### TUGAS
Kembalikan teks tentang pemberantasan polisi korup di bawah ini secara utuh, tanpa mengubah satu kata pun.

### TEKS YANG DISEDIAKAN
Memberantas (Polisi) Korup
Reformasi Polri yang telah berjalan 10 tahun tidak berpengaruh signifikan terhadap profesionalisme aparat baju cokelat itu. Berbagai kasus kekerasan Polri terhadap masyarakat masih kerap terjadi. Laporan atas rekayasa penanganan kasus terus bermunculan dan skandal besar yang melibatkan pati (perwira tinggi) Polri justru timbul silih berganti.
Terakhir, gonjang-ganjing rekening gendut yang dimiliki salah seorang pati Polri menjadi menu utama yang paling disorot publik. Kasus itu meledak saat HUT Ke-64 Polri, sebuah kado yang tidak enak.
Ada beberapa faktor yang membuat agenda pembenahan Polri tidak berjalan mulus. Dugaan korupsi sehingga bisa menggelembungkan pundi-pundi kekayaan pati Polri, misalnya, mengarahkan pada ingatan bahwa mafia hukum masih kukuh menjerat markas Trunojoyo. Kasus Gayus Tambunan barangkali hanya secuil perkara yang mewakili berbagai transaksi ilegal yang dilakukan anggota Polri dengan para ''pembeli'' kepentingan.

### DATA YANG DIBERIKAN
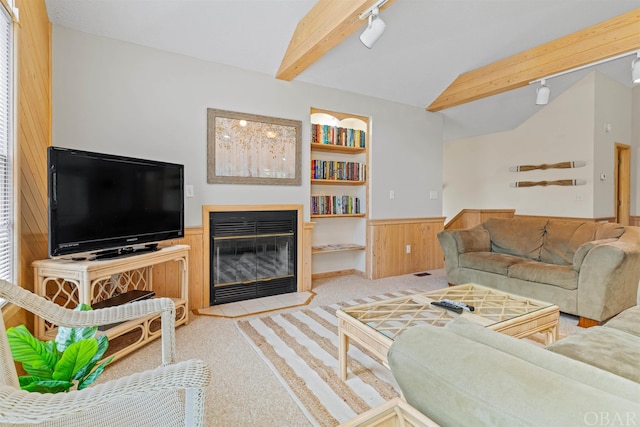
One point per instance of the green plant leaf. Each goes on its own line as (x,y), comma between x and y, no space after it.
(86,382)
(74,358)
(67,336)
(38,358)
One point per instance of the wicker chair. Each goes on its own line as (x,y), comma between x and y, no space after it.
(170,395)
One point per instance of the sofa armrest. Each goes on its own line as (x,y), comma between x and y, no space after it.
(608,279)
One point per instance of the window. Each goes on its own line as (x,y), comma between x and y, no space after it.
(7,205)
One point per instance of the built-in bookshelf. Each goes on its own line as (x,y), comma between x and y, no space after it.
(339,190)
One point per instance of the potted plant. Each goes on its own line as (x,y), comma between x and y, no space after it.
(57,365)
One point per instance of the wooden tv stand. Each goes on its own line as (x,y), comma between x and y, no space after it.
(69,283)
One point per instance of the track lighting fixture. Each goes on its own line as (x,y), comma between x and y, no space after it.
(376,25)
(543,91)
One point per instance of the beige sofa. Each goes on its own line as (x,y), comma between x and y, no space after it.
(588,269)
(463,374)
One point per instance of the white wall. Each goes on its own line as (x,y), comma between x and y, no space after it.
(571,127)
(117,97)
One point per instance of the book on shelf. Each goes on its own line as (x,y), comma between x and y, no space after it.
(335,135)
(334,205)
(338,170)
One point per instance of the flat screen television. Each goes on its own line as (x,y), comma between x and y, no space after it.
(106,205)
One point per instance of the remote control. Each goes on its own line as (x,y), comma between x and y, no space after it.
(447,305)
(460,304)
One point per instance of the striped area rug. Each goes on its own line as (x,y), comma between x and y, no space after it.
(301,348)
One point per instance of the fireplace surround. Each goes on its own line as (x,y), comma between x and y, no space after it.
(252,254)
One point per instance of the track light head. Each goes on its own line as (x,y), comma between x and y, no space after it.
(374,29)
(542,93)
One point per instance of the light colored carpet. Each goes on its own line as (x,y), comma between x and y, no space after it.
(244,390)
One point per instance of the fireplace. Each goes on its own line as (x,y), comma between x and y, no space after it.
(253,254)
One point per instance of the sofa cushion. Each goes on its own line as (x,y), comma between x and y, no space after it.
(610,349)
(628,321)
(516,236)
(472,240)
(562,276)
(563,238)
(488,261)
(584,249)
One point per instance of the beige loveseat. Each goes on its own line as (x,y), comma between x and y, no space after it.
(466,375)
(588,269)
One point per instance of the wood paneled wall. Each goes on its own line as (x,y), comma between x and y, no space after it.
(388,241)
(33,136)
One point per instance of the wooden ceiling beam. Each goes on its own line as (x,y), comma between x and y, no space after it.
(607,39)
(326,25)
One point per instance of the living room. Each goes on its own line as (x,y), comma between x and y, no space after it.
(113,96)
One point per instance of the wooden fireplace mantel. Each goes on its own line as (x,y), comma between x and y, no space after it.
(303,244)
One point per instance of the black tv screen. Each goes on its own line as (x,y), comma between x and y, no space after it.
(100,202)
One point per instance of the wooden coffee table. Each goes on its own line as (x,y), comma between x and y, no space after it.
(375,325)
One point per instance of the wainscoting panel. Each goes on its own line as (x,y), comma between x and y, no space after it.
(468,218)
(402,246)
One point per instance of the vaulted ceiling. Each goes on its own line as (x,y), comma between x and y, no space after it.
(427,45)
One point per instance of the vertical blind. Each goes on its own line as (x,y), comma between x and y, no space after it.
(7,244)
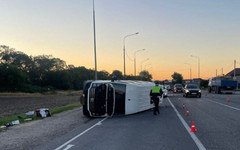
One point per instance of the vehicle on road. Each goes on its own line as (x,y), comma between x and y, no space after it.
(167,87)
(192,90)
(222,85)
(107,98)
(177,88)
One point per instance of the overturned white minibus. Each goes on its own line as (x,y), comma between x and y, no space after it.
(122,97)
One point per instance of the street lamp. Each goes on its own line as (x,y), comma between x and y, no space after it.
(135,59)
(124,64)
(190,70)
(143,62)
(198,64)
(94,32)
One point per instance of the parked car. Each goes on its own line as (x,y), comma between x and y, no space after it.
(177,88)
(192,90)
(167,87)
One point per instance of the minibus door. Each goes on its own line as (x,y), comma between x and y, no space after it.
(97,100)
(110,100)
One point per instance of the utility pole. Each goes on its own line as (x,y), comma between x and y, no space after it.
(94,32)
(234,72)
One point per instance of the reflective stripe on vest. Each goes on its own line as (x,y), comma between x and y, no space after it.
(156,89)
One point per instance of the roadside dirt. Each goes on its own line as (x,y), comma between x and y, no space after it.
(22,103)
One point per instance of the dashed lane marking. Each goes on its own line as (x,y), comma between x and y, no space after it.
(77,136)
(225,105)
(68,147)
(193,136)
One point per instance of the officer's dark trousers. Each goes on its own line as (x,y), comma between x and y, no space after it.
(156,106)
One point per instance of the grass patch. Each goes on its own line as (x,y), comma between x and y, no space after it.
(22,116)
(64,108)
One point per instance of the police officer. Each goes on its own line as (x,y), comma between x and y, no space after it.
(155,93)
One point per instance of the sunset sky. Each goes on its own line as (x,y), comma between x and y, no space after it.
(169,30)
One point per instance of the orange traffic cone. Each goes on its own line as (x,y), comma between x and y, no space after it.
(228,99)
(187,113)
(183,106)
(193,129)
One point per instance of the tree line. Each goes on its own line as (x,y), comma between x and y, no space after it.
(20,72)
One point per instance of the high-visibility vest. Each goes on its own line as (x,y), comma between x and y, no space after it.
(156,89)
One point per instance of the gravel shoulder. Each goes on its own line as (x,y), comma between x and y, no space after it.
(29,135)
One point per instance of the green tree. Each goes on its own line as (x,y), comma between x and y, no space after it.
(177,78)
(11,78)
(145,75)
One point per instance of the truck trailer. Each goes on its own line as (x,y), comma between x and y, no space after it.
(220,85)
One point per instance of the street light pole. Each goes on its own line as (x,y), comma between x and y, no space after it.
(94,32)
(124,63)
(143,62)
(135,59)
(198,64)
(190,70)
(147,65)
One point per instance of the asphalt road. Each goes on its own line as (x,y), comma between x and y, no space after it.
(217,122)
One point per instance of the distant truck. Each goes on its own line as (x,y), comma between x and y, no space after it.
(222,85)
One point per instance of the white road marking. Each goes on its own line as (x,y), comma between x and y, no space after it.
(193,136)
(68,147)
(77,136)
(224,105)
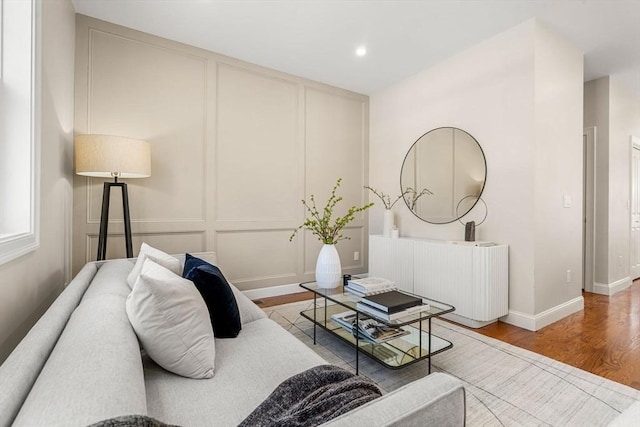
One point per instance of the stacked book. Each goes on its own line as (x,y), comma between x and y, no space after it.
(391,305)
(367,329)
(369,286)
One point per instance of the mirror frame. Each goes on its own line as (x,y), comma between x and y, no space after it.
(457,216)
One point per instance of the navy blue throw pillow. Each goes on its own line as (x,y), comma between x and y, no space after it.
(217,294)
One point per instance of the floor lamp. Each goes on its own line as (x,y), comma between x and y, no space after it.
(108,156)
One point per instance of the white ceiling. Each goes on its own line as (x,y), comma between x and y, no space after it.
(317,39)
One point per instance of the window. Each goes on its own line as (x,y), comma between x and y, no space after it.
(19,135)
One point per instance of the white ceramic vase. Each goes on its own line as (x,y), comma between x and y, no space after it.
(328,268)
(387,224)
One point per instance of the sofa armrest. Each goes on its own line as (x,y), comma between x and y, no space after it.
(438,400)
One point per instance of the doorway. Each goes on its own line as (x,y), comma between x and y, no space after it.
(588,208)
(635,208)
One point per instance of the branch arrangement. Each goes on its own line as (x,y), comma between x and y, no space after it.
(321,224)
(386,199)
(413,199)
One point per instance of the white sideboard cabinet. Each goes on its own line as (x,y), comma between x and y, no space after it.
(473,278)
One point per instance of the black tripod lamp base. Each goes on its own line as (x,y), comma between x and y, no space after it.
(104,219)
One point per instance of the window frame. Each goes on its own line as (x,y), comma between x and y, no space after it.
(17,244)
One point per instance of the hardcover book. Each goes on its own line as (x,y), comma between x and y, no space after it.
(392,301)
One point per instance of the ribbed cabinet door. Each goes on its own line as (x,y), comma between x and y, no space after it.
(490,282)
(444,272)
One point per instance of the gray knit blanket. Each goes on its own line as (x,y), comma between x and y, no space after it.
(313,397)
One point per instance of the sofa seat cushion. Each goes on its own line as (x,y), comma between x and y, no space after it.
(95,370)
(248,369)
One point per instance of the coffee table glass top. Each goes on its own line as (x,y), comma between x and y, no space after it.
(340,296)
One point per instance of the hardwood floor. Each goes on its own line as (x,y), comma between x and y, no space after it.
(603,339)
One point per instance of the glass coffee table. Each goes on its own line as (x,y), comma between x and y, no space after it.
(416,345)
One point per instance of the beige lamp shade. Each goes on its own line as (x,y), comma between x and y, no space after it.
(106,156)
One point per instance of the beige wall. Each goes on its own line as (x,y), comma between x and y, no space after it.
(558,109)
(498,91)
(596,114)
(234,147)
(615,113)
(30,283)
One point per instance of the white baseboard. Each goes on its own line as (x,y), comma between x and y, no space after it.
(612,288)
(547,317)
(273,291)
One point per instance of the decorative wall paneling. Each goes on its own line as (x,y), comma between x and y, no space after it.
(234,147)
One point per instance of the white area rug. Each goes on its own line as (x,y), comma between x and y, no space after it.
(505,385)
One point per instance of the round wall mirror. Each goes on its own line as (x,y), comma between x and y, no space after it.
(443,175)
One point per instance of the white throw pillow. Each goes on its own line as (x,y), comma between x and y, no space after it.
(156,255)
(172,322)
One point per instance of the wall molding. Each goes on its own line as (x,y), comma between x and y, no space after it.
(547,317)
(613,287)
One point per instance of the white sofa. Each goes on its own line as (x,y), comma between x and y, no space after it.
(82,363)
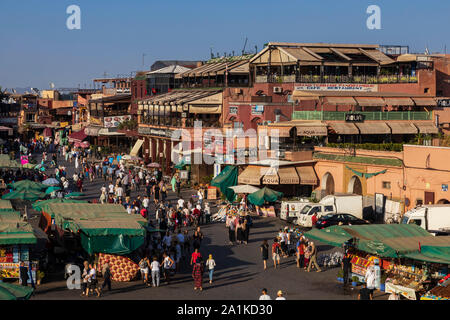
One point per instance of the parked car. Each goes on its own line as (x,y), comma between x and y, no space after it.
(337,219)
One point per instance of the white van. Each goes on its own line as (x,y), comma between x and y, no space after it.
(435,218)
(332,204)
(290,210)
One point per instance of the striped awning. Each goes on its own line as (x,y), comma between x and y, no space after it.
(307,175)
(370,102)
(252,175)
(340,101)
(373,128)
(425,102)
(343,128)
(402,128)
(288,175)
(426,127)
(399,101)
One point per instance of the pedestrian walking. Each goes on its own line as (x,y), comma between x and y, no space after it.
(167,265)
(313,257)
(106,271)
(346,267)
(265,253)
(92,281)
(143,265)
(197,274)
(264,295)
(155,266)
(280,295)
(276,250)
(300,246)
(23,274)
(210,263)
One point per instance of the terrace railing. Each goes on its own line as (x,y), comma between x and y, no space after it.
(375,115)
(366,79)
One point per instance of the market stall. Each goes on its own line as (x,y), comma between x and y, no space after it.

* * *

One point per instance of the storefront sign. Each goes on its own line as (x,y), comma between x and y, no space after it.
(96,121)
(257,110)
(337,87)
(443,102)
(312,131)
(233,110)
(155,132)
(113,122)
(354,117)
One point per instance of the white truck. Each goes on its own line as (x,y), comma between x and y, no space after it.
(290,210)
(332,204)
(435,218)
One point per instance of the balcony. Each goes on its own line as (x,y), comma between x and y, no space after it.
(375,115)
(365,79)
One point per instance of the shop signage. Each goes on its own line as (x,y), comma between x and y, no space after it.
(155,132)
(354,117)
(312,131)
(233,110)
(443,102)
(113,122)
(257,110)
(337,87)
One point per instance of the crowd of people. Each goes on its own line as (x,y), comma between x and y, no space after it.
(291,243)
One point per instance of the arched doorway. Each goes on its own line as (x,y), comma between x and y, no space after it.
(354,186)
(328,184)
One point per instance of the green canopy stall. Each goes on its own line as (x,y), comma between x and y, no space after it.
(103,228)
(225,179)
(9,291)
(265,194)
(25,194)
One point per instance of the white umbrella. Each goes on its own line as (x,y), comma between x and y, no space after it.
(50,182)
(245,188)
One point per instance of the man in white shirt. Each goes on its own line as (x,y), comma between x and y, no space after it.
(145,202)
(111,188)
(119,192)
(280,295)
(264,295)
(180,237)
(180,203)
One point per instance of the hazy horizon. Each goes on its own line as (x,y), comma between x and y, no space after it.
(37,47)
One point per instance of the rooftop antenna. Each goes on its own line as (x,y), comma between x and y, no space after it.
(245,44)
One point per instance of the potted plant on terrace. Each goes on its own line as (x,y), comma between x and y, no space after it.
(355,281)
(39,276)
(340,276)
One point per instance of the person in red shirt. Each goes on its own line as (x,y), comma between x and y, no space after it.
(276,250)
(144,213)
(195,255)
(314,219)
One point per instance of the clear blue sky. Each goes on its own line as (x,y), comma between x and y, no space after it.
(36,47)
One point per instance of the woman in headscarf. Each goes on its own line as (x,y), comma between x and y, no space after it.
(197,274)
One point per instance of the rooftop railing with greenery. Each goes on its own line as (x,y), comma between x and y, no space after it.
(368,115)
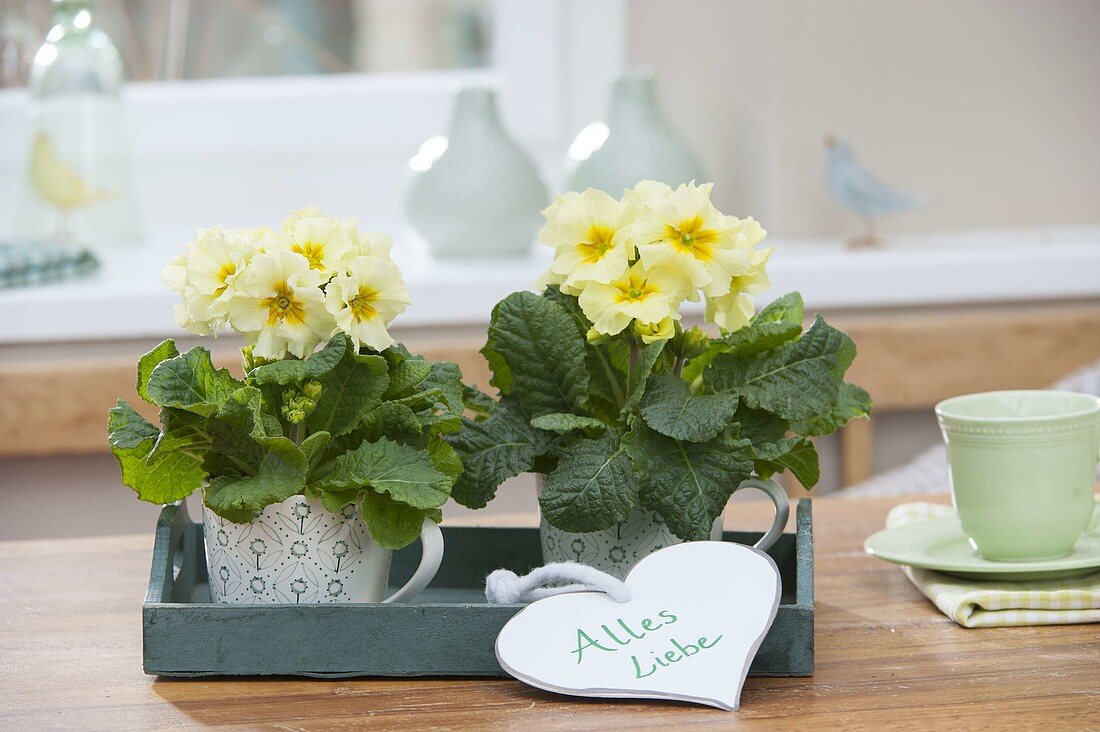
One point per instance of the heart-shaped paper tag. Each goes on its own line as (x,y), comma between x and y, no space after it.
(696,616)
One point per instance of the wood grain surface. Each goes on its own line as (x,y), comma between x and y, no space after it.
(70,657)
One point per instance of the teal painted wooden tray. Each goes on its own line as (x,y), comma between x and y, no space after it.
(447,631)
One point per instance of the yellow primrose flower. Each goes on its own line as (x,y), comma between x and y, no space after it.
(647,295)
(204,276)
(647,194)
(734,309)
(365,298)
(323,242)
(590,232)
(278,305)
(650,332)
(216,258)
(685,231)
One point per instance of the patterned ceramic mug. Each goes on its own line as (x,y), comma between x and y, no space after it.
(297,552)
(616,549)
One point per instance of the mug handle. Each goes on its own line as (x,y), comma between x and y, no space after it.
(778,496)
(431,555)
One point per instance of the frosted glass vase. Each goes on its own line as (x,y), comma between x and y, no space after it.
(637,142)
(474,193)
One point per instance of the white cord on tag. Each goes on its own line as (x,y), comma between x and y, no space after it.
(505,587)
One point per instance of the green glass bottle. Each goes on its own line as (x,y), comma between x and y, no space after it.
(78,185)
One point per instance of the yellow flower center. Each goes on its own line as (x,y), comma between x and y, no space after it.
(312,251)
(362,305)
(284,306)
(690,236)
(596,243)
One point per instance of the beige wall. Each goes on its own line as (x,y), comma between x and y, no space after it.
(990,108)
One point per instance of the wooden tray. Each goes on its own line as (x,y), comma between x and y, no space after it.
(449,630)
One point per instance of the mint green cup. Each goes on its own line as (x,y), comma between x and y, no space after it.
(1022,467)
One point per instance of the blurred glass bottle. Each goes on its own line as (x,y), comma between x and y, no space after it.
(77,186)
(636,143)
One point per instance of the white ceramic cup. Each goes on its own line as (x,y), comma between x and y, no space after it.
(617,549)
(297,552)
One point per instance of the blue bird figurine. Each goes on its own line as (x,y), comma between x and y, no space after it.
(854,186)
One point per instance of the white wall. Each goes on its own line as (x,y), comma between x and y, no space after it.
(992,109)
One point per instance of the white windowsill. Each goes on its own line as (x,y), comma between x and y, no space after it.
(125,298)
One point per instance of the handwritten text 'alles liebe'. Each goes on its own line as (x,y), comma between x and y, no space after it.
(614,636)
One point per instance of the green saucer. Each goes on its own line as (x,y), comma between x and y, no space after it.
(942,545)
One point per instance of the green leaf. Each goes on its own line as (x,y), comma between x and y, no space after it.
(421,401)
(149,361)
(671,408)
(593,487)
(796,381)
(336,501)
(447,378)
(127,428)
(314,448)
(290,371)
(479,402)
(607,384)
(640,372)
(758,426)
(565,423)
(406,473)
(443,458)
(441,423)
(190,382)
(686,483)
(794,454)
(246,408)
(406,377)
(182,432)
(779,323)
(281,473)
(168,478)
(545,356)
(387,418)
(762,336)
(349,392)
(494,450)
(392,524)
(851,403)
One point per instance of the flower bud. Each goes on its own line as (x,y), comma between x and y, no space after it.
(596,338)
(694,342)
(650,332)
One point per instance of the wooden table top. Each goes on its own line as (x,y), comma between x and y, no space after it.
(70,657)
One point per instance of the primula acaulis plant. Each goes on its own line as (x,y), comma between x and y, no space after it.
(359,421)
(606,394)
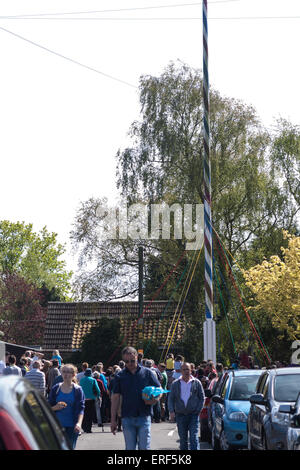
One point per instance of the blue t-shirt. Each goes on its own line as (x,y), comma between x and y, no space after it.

...

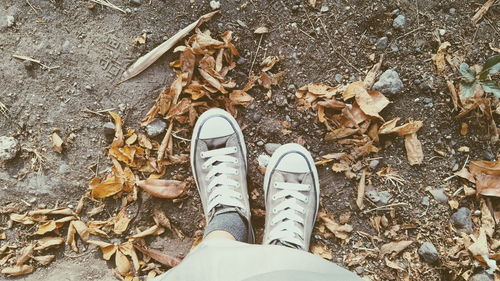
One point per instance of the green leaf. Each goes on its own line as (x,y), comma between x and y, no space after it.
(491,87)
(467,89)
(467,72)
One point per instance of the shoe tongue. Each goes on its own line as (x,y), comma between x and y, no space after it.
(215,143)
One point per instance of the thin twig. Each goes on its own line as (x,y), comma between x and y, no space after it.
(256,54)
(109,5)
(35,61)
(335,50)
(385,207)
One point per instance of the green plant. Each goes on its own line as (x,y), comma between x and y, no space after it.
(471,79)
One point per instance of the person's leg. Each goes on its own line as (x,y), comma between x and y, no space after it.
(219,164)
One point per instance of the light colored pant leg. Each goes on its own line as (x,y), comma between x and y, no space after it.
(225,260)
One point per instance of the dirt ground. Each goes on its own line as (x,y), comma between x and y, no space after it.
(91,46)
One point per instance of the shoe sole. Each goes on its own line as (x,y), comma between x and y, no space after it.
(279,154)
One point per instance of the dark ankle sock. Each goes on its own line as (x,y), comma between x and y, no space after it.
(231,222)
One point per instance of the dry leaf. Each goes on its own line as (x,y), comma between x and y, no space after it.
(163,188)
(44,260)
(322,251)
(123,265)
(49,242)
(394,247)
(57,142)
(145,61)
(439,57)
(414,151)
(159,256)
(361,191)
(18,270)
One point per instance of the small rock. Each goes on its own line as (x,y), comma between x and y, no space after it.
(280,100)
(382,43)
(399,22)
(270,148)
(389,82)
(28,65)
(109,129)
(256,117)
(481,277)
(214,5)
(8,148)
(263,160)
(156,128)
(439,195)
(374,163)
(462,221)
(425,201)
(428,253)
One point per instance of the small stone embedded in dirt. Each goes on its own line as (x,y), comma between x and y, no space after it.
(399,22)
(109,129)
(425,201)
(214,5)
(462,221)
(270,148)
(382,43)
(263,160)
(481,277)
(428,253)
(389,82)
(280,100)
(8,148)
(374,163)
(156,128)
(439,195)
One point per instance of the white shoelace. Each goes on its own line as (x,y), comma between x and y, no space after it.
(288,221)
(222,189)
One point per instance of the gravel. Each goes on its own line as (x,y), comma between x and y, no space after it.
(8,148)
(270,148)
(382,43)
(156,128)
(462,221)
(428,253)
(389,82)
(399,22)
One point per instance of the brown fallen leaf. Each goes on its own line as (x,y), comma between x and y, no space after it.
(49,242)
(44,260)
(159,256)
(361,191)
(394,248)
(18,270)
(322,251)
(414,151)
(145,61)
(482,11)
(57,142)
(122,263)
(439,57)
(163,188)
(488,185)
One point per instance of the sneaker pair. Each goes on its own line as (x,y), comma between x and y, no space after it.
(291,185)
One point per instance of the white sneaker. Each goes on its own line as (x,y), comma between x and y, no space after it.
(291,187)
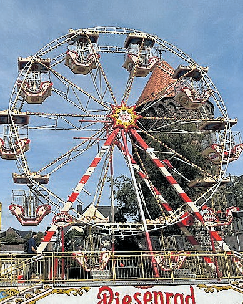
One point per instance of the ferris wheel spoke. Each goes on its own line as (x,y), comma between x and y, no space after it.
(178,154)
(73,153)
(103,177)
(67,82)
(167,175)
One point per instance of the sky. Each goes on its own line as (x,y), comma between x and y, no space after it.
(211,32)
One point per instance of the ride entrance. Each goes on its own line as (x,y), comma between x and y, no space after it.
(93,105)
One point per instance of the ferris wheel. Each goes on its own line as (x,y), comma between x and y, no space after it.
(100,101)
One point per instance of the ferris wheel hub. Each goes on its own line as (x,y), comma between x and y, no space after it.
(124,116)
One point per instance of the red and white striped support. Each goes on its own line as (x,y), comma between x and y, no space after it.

### HASIL LATIHAN
Memberantas (Polisi) Korup
Reformasi Polri yang telah berjalan 10 tahun tidak berpengaruh signifikan terhadap profesionalisme aparat baju cokelat itu. Berbagai kasus kekerasan Polri terhadap masyarakat masih kerap terjadi. Laporan atas rekayasa penanganan kasus terus bermunculan dan skandal besar yang melibatkan pati (perwira tinggi) Polri justru timbul silih berganti.
Terakhir, gonjang-ganjing rekening gendut yang dimiliki salah seorang pati Polri menjadi menu utama yang paling disorot publik. Kasus itu meledak saat HUT Ke-64 Polri, sebuah kado yang tidak enak.
Ada beberapa faktor yang membuat agenda pembenahan Polri tidak berjalan mulus. Dugaan korupsi sehingga bisa menggelembungkan pundi-pundi kekayaan pati Polri, misalnya, mengarahkan pada ingatan bahwa mafia hukum masih kukuh menjerat markas Trunojoyo. Kasus Gayus Tambunan barangkali hanya secuil perkara yang mewakili berbagai transaksi ilegal yang dilakukan anggota Polri dengan para ''pembeli'' kepentingan.